Die Zeiterfassung der Arbeitszeit
Aufgrund eines Beschlusses des Bundesarbeitsgerichts vom 13.09.2022 (Aktenzeichen 1 ABR 22/21) ist der Arbeitgeber zur automatischen Erfassung der Arbeitszeit verpflichtet. Hintergrund ist hier, dass das Arbeitsschutzgesetz im Sinne des europäischen Rechts ausgelegt werden muss, obwohl diese Regelungen bis jetzt nicht in das Gesetz übernommen wurden. Der Arbeitgeber muss sicherstellen, dass die Arbeitszeit systematisch kontinuierlich erfasst wird (eine sporadische Erfassung reicht nicht aus).
Wenn keine automatische Zeiterfassung erfolgt, muss der Arbeitgeber sicherstellen, dass die von den Mitarbeitern erfassten Arbeitszeiten den Tatsachen entsprechen. An einer Überarbeitung des Arbeitsschutzgesetzes hinsichtlich der Zeiterfassung wird derzeit gearbeitet. Bis dahin ist die Entscheidung des Bundesarbeitsgerichts bindend.
Überstunden und Mehrarbeit
Obwohl die Begriffe häufig als gleichbedeutend angesehen werden, beschreiben sie arbeitsrechtlich unterschiedliche Situationen. Wenn die Arbeitszeit die Höchstarbeitszeit nach § 3 ArbZG (derzeit acht Stunden pro Werktag) überschreitet, spricht man von Mehrarbeit.
Überstunden sind Arbeitsstunden, die über das vertraglich vereinbarte Maß hinausgehen. Wird vertraglich vereinbart, dass der Mitarbeiter 30 Stunden pro Woche tätig sein soll, arbeitet aber 40 Stunden, leistet er 10 Überstunden, aber noch keine Mehrarbeit, da die gesetzliche Höchstarbeitszeit 48 Stunden pro Woche beträgt.

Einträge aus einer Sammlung
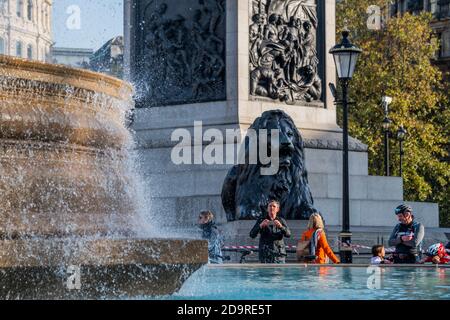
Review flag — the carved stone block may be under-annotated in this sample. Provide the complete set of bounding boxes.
[249,0,322,104]
[131,0,226,107]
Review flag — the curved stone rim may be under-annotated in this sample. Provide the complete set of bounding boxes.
[0,55,134,98]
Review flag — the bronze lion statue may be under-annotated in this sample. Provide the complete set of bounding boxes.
[222,110,315,221]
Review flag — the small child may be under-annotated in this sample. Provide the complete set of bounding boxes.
[370,244,391,264]
[422,243,450,264]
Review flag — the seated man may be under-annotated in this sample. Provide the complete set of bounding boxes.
[389,204,425,264]
[250,200,291,263]
[422,243,450,264]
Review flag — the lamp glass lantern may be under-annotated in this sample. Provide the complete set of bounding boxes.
[330,30,362,80]
[397,126,407,141]
[383,117,392,131]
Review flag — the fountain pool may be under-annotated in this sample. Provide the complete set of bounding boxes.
[165,265,450,300]
[0,55,208,299]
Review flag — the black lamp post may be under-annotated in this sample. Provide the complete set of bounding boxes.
[383,115,392,177]
[397,125,408,177]
[330,30,362,263]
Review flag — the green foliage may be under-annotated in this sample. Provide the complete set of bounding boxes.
[336,0,450,226]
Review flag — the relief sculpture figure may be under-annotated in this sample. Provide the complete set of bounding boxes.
[249,0,322,104]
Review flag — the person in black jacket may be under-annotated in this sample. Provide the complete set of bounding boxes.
[389,204,425,264]
[250,200,291,263]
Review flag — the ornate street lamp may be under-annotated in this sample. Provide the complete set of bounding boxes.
[330,30,362,263]
[383,114,392,177]
[397,125,408,177]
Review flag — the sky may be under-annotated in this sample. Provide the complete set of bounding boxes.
[53,0,123,50]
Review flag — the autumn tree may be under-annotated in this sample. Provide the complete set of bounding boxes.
[336,0,450,226]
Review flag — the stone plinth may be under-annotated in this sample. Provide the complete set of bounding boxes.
[125,0,439,227]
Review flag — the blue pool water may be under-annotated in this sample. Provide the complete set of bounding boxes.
[166,266,450,300]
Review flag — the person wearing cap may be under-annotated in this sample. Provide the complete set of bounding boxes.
[250,200,291,264]
[389,204,425,264]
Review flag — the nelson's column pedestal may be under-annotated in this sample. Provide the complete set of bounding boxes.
[125,0,439,250]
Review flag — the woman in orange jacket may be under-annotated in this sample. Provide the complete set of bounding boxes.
[301,213,339,264]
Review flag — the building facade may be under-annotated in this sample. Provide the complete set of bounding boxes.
[0,0,53,62]
[390,0,450,75]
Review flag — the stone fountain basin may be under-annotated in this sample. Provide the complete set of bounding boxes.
[0,238,208,300]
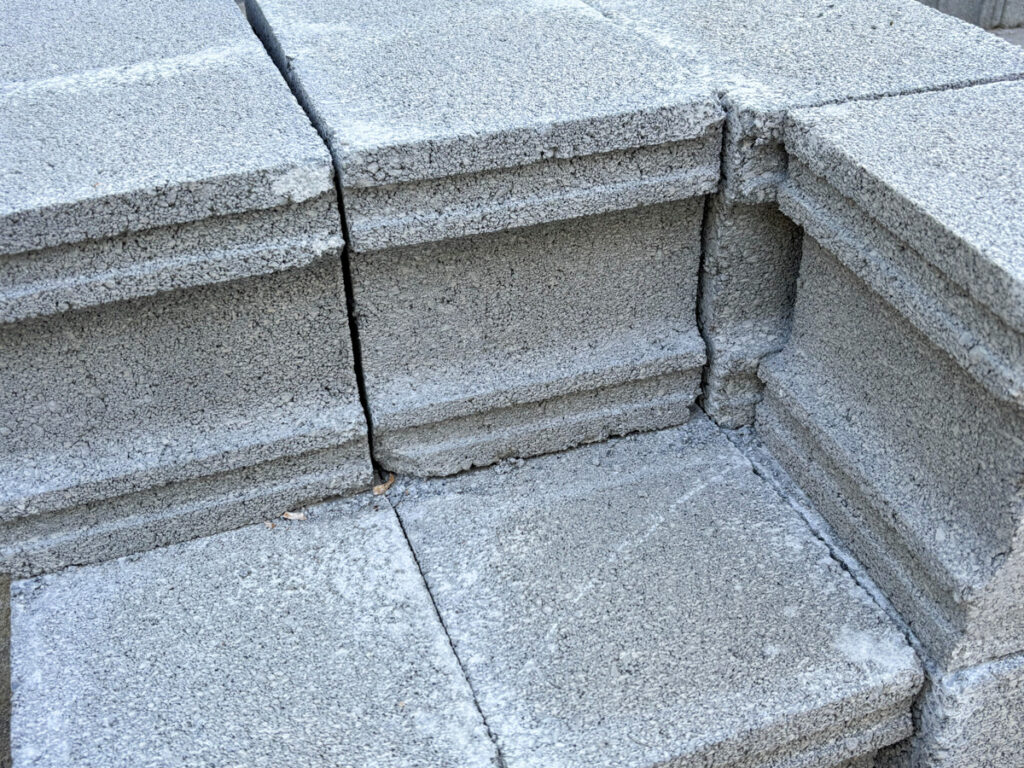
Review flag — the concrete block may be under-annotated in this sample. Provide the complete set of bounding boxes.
[780,83,1024,407]
[12,497,496,768]
[0,573,11,768]
[759,83,1024,672]
[389,417,921,768]
[758,238,1024,671]
[248,0,722,474]
[698,195,801,427]
[922,0,1024,29]
[0,0,371,575]
[352,200,705,474]
[594,0,1024,427]
[910,654,1024,768]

## Kurze Aufgabe
Geben Sie den Absatz „Aufgrund eines Beschlusses des Bundesarbeitsgerichts“ aus dem Text zur Arbeitszeiterfassung als knappe Stichpunktliste wieder. Dabei sollen seine wesentlichen Fakten erhalten bleiben.

## Endergebnis
- Laut Beschluss des Bundesarbeitsgerichts vom 13.09.2022 (Aktenzeichen 1 ABR 22/21) ist der Arbeitgeber zur automatischen Erfassung der Arbeitszeit verpflichtet.
- Hintergrund: Das Arbeitsschutzgesetz muss im Sinne des europäischen Rechts ausgelegt werden, auch wenn diese Regelungen bisher nicht in das Gesetz übernommen wurden.
- Die Arbeitszeit muss systematisch und kontinuierlich erfasst werden, eine sporadische Erfassung reicht nicht aus.